TASK TO COMPLETE
Convert the rows from the line containing "[mark] axolotl hind" through the end of the rows, both included, into a JSON list of strings with one string per line. Skip blank lines and leave the pictures out of the answer.

EXCERPTED DATA
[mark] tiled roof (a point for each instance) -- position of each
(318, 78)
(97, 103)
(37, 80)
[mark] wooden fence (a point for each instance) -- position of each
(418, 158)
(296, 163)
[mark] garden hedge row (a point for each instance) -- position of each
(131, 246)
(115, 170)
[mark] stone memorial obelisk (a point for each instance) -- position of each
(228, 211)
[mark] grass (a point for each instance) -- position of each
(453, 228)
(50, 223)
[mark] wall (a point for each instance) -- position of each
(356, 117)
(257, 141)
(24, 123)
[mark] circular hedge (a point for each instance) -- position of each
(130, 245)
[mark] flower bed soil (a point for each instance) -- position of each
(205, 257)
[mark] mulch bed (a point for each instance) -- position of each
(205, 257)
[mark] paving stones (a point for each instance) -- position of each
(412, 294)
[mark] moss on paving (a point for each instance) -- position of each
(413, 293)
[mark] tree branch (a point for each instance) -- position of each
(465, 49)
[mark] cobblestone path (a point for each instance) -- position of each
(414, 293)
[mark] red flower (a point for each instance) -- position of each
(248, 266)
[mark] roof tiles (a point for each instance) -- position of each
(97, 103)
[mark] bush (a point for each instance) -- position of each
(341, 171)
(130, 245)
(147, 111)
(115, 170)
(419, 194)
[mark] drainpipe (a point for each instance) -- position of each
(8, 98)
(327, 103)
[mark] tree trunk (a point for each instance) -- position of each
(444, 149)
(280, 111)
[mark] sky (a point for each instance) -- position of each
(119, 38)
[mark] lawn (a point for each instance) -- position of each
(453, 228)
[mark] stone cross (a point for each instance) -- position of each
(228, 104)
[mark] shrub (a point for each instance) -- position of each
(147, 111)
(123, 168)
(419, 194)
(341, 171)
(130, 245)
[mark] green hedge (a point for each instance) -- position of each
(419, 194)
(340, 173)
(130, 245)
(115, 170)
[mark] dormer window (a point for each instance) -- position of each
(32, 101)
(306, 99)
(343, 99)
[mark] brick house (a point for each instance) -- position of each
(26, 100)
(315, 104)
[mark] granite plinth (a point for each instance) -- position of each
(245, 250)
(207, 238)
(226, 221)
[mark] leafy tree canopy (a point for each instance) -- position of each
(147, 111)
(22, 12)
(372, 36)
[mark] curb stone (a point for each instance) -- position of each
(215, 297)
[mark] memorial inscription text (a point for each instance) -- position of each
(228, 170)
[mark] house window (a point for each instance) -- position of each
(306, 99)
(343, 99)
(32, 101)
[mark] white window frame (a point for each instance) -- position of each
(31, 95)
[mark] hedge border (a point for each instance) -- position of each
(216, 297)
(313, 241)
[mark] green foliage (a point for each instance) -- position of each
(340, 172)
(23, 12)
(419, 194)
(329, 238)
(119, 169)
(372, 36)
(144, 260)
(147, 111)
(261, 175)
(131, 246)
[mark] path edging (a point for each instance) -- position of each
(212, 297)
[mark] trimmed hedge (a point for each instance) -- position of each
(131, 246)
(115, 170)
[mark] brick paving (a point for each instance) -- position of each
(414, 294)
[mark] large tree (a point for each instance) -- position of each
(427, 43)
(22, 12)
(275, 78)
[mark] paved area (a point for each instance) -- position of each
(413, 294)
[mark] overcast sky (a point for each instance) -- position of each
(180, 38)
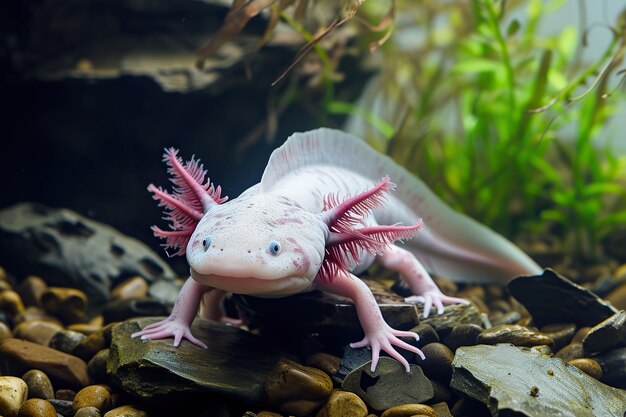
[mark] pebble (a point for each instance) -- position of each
(572, 351)
(5, 331)
(68, 304)
(438, 362)
(87, 412)
(343, 403)
(408, 410)
(39, 385)
(97, 366)
(514, 334)
(462, 335)
(18, 356)
(134, 287)
(132, 411)
(13, 393)
(66, 340)
(31, 289)
(561, 333)
(37, 331)
(325, 362)
(588, 366)
(93, 396)
(36, 407)
(11, 302)
(297, 389)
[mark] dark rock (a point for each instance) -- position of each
(123, 309)
(73, 251)
(453, 316)
(18, 356)
(606, 334)
(296, 389)
(561, 333)
(389, 385)
(515, 335)
(462, 335)
(235, 364)
(505, 377)
(551, 298)
(331, 319)
(613, 364)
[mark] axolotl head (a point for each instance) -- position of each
(258, 244)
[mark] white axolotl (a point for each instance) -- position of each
(320, 215)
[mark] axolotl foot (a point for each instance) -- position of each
(385, 338)
(168, 328)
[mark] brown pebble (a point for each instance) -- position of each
(5, 331)
(65, 394)
(408, 410)
(438, 362)
(36, 407)
(13, 393)
(130, 411)
(31, 289)
(135, 287)
(87, 412)
(343, 403)
(325, 362)
(297, 389)
(37, 331)
(68, 304)
(39, 385)
(571, 351)
(93, 396)
(11, 302)
(588, 366)
(17, 356)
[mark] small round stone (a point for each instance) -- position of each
(37, 331)
(13, 393)
(39, 385)
(66, 340)
(36, 407)
(97, 366)
(88, 412)
(130, 411)
(572, 351)
(5, 331)
(438, 362)
(588, 366)
(93, 396)
(343, 403)
(11, 302)
(325, 362)
(69, 304)
(135, 287)
(409, 410)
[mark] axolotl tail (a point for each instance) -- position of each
(450, 244)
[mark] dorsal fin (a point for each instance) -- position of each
(451, 244)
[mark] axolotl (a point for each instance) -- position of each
(321, 214)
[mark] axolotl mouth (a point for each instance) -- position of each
(266, 287)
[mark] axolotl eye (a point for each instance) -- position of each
(274, 248)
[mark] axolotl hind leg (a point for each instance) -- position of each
(178, 324)
(378, 334)
(419, 281)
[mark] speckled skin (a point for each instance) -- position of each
(273, 239)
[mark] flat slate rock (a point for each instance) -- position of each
(552, 298)
(70, 250)
(505, 377)
(234, 365)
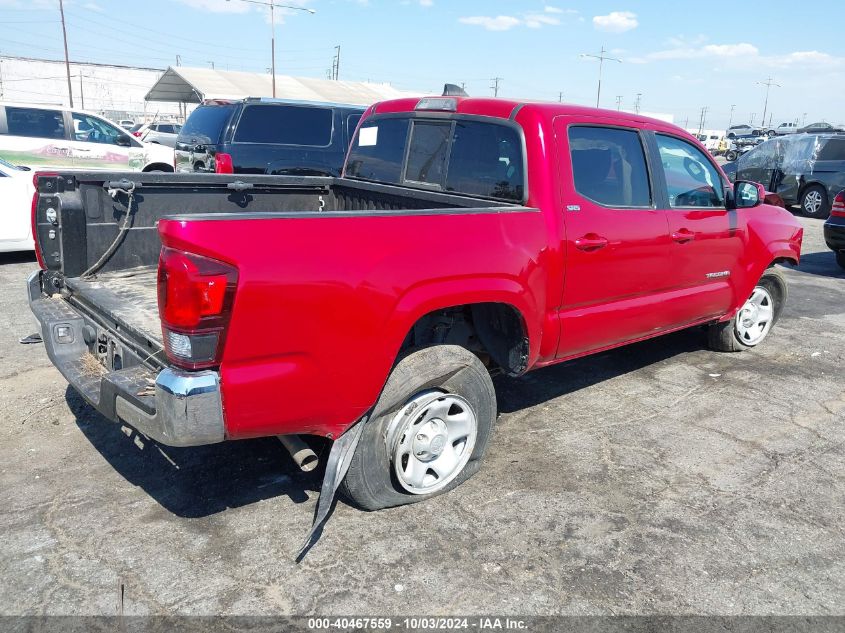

TASK RESPONSE
[
  "[mark] axolotl hind leg (a point for each instance) -- position of each",
  "(178, 324)",
  "(378, 334)",
  "(419, 281)",
  "[mark] speckled skin (a point for each instance) -- position of each",
  "(273, 239)",
  "[mark] flat slate rock (a point for each instance) -- position of each",
  "(552, 298)",
  "(70, 250)",
  "(505, 377)",
  "(234, 365)"
]